++++ TESTO ESTRATTO

Alcune raccomandazioni:
1) Dare una particolare attenzione ai giovani nelle comunità ecclesiali per concretizzare il concetto che “la chiesa è una famiglia”, e in modo che tutti siano accolti, ascoltati, abbracciati, sostenuti.
2) Sviluppare nella vita ecclesiale i talenti e le energie di leadership nei giovani, uomini e donne senza distinzione, perché lo Spirito Santo dà i suoi doni ugualmente agli uomini e alle donne. Noi prenderemo l’iniziativa di costruire un centro per i giovani a Baghdad, in modo che sia un centro della spiritualità, della cultura, e dello sport, con una biblioteca e internet.
Donne nella Chiesa
È giunto il tempo di rivalutare la visione della Chiesa sul ruolo delle donne nella società e nella Chiesa, anche alla luce degli sviluppi culturali e sociali. I giovani credono che la Chiesa non dia alle donne il loro vero posto. Dunque, la Chiesa deve rivedere la sua posizione e la sua strategia nei confronti della donna, basata sui principi della fede. E deve apprezzare in modo particolare il carisma della donna nell’annunciare il Vangelo e servire la gente nel campo dell'educazione sobria, l’accompagnamento, l’amministrazione, le attività pastorali e la liturgica.

++++++++
++++ MATERIALE DI PARTENZA

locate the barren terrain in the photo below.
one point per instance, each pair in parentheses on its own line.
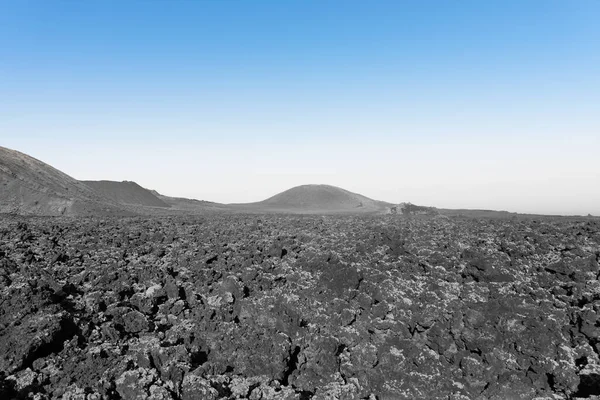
(299,307)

++++++++

## ESERCIZI:
A. Trascrivi parola per parola il passo del testo sui giovani e le donne nella Chiesa compreso tra "2) Sviluppare nella" e "biblioteca e internet.", estremi inclusi.
B. Riassumi in forma più breve il paragrafo del testo sui giovani e le donne nella Chiesa che comincia con "È giunto il tempo di rivalutare", mantenendone i fatti principali.
Basati soltanto sul testo estratto.

## RISPOSTE:
A.
2) Sviluppare nella vita ecclesiale i talenti e le energie di leadership nei giovani, uomini e donne senza distinzione, perché lo Spirito Santo dà i suoi doni ugualmente agli uomini e alle donne. Noi prenderemo l’iniziativa di costruire un centro per i giovani a Baghdad, in modo che sia un centro della spiritualità, della cultura, e dello sport, con una biblioteca e internet.

B. La Chiesa deve riconsiderare il ruolo delle donne nella società e al proprio interno, anche alla luce dei cambiamenti culturali e sociali. I giovani ritengono che oggi non venga dato alle donne il loro vero posto. La Chiesa deve quindi rivedere posizione e strategia sulla donna, sulla base dei principi della fede. Deve inoltre valorizzare il carisma femminile nell'annuncio del Vangelo e nel servizio alla gente: educazione sobria, accompagnamento, amministrazione, attività pastorali e liturgia.